[TEXT SEGMENT]

Yesterday I had an opportunity to get a real-world estimate. We went to a solar energy fair, met with installers, and listened to a panel of homeowners who had recently installed “PV” (for “photovoltaic”) arrays.
The homeowners made a convincing case. There was no sign of buyer’s remorse; every speaker was excited about using clean power. Most spoke of the addiction of watching their electric meters run backward. (These are “grid-tied” systems, meaning that surplus power flows from the PV array back into the electric utilities’ grid. PV users earn credits for grid-supplied power later, e.g. at night when the array’s output is zero.) Each speaker stressed the point that financially this investment is a “no-brainer.”
Well, I have a brain. Whenever someone tells me I don’t need to use it, I grow suspicious, like when Schwarzenegger brushes off a press inquiry with a no-answer answer like “I will fight for the environment… nothing to worry about.” We ran our own numbers.

[/TEXT SEGMENT]
[DATA SECTION]

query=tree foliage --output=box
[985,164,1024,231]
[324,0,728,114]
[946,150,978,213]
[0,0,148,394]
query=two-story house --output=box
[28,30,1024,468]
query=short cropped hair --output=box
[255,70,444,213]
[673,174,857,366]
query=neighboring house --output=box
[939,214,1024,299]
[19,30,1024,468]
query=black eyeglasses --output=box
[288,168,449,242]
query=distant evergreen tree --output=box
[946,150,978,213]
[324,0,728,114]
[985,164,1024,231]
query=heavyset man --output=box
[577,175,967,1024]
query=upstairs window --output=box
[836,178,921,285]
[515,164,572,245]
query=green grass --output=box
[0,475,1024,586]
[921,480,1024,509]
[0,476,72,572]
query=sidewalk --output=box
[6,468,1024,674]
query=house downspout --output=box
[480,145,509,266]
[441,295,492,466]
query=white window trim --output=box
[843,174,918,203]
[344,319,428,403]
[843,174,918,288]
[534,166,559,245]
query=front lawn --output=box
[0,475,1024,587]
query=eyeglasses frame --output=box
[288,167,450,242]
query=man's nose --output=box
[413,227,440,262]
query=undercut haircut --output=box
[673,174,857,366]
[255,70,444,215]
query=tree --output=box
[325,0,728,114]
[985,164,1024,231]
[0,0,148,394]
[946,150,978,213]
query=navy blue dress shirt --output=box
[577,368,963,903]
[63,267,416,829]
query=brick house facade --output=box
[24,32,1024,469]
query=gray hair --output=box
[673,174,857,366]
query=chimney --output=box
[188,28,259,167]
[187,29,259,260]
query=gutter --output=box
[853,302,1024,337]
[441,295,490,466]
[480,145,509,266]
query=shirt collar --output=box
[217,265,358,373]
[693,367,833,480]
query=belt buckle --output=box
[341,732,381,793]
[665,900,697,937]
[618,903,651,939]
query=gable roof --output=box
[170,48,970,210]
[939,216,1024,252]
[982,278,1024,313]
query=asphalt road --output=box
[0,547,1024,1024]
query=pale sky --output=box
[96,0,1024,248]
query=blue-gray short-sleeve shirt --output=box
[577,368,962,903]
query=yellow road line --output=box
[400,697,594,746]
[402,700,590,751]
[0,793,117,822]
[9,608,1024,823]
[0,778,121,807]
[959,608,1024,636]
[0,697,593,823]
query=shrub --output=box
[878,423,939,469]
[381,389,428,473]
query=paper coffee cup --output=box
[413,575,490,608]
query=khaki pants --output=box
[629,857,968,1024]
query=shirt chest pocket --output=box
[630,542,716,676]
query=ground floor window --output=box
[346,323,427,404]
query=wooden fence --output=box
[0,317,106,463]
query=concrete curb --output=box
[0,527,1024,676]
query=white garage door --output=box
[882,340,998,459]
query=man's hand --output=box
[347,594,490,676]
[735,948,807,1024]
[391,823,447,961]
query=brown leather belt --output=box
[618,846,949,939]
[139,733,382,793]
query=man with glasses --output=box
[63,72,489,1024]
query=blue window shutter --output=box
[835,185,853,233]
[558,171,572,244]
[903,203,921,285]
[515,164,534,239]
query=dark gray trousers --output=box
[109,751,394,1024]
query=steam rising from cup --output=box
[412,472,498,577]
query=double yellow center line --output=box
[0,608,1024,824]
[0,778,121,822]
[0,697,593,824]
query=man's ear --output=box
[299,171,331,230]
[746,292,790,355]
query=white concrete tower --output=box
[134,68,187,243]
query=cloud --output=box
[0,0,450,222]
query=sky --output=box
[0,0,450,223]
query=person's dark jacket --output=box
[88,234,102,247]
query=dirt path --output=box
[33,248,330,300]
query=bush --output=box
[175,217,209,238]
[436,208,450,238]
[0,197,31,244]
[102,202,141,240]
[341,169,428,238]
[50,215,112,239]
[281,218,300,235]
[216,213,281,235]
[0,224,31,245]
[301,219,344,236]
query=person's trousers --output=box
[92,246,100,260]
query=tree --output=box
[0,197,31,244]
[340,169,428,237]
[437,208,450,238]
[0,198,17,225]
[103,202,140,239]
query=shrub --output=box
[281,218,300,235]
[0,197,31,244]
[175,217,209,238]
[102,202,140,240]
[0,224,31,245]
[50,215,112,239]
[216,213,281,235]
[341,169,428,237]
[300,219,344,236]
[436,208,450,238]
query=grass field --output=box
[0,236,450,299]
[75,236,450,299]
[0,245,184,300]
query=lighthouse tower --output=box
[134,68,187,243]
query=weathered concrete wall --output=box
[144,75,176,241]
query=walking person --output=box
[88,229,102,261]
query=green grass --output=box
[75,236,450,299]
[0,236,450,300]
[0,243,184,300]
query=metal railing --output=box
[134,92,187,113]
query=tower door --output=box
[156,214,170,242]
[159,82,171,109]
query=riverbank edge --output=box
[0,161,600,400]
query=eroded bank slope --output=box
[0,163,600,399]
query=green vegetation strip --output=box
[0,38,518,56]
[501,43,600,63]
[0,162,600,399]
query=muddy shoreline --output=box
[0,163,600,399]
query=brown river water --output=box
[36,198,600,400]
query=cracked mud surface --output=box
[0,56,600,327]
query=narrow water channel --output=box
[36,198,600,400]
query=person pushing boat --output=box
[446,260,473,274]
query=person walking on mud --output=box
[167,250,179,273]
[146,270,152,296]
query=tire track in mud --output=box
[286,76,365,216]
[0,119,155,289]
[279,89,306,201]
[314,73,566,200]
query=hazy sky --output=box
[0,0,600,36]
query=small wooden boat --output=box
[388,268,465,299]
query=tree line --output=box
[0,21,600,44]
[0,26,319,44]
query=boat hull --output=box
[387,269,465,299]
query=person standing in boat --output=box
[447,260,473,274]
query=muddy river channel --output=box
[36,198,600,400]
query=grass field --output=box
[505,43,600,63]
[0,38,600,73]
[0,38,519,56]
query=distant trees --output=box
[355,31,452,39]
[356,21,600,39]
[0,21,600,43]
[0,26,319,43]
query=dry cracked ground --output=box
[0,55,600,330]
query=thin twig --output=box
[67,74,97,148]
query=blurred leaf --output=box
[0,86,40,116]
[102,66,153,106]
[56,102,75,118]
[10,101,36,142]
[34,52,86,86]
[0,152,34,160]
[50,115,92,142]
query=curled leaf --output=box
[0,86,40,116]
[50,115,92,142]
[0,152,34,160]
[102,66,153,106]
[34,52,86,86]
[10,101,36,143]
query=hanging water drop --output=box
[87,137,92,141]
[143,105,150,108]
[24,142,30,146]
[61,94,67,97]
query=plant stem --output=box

[/DATA SECTION]

* THINGS TO DO
1. According to the solar energy passage, what point did each homeowner on the panel stress?
2. Continue the solar energy passage from the sentence "We ran our own numbers."
The records have nothing to do with the solar energy passage.

* ACTIVITY ANSWERS
1. Each speaker stressed that, financially, installing a PV array is a "no-brainer."

2.
The basic formula for California residents is this:
For a 3.5 Kw system, which would typically supply a family of four, or a family of two if one of them keeps a stack of servers in his office closet… 3500 x $8.50 = $29750 gross; 3500 x $3.80 = $13,300 rebate; this leaves an out-of-pocket cost of $16,450, of which we’d get $2467 back the following year in a tax refund. Final net cost: just under $14,000. At our current usage level, that would take about 15 years to pay for itself. From years 15 through the life of the panels, we’d get essentially free power.
How long do PV panels last? They’re warrantied to produce at least 80% of their rated output for 25 years. After that, arrays can be supplemented with a few new panels to keep the output level consistent. I’m not sure anyone knows how long panels really last, but vendors claim they’ll function for 30-40 years. In other words, we’d have free or very cheap, clean, renewable energy for 10 to 15 years. At that point, I assume there would be incremental upgrades available to replace older, less-efficient parts; if so, the lifespan of the basic system could be extended indefinitely with occasional supplemental purchases.
Building the right size system is the key to a quick payback. PG&E, the local bankrupt energy utility, won’t write a check to anyone generating more than they use, so there’s no point building a bigger PV array than is needed on a yearly-average basis. Most users seem to aim to generate 50-80% of their total consumption.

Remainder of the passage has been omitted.